**Stated exercise:** Could you rescale all of the lines below and give them back with the requests included, multiplying every bounding box coordinate in the answers by 0.75 and rounding each to a whole number with halves going up? Leave the numbers in the requests unchanged and omit the pictures from your answer.

>> begin Supplied records

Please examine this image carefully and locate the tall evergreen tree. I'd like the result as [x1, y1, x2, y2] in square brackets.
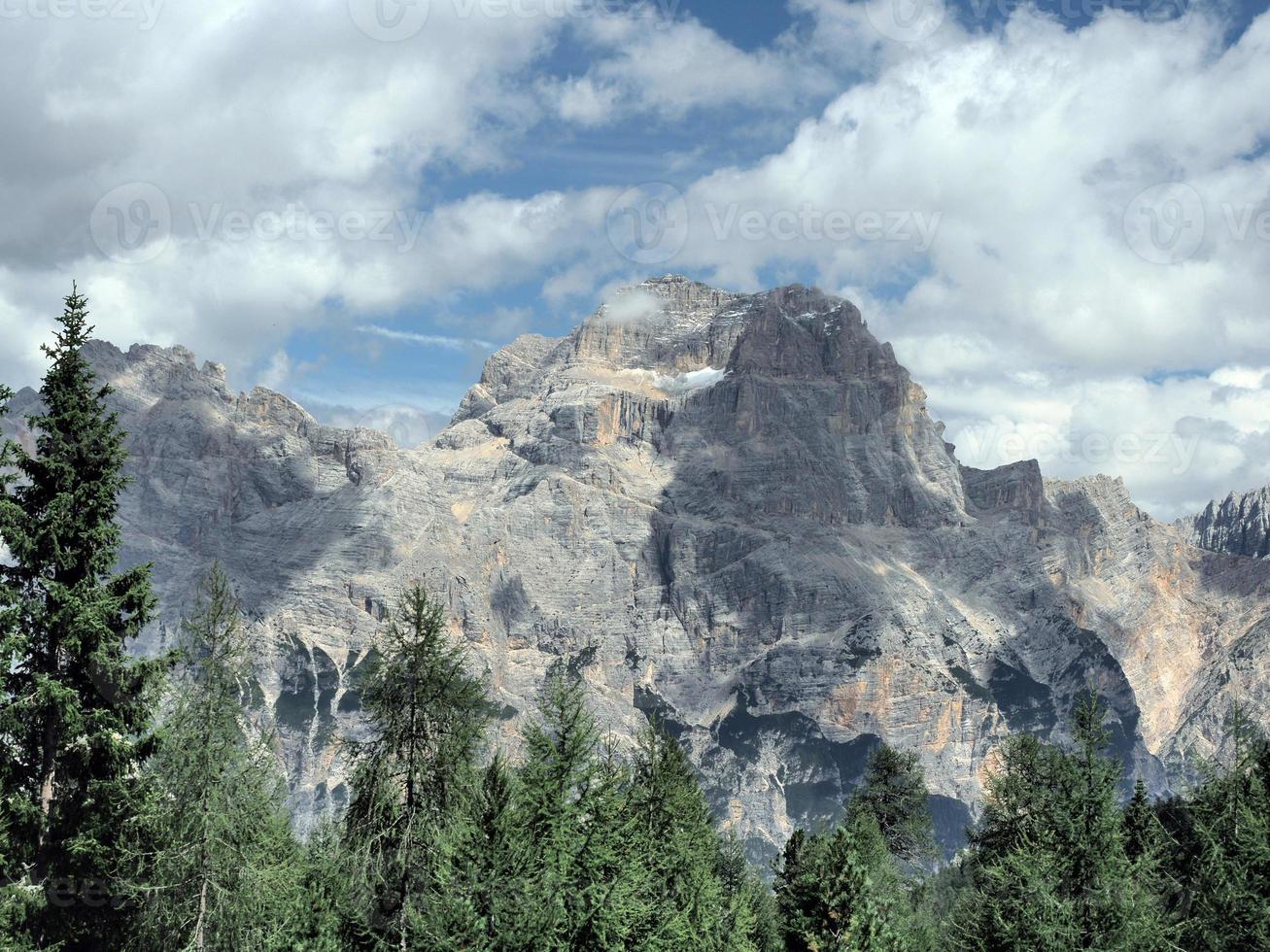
[776, 810, 910, 952]
[0, 289, 161, 948]
[1176, 706, 1270, 951]
[957, 693, 1165, 949]
[628, 726, 724, 949]
[463, 754, 531, 949]
[719, 833, 783, 952]
[132, 566, 302, 952]
[344, 585, 489, 949]
[851, 744, 935, 865]
[517, 653, 640, 949]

>> end Supplied records

**Response to the task:**
Please examine this image carefully and locate the tall evergreen tree. I'd like the result as [x1, y1, x2, y2] in square brackets.
[582, 608, 683, 714]
[0, 217, 121, 711]
[882, 530, 953, 713]
[718, 520, 874, 712]
[471, 545, 543, 712]
[347, 566, 398, 712]
[539, 625, 587, 714]
[99, 425, 227, 714]
[258, 439, 367, 712]
[638, 558, 701, 649]
[388, 490, 480, 712]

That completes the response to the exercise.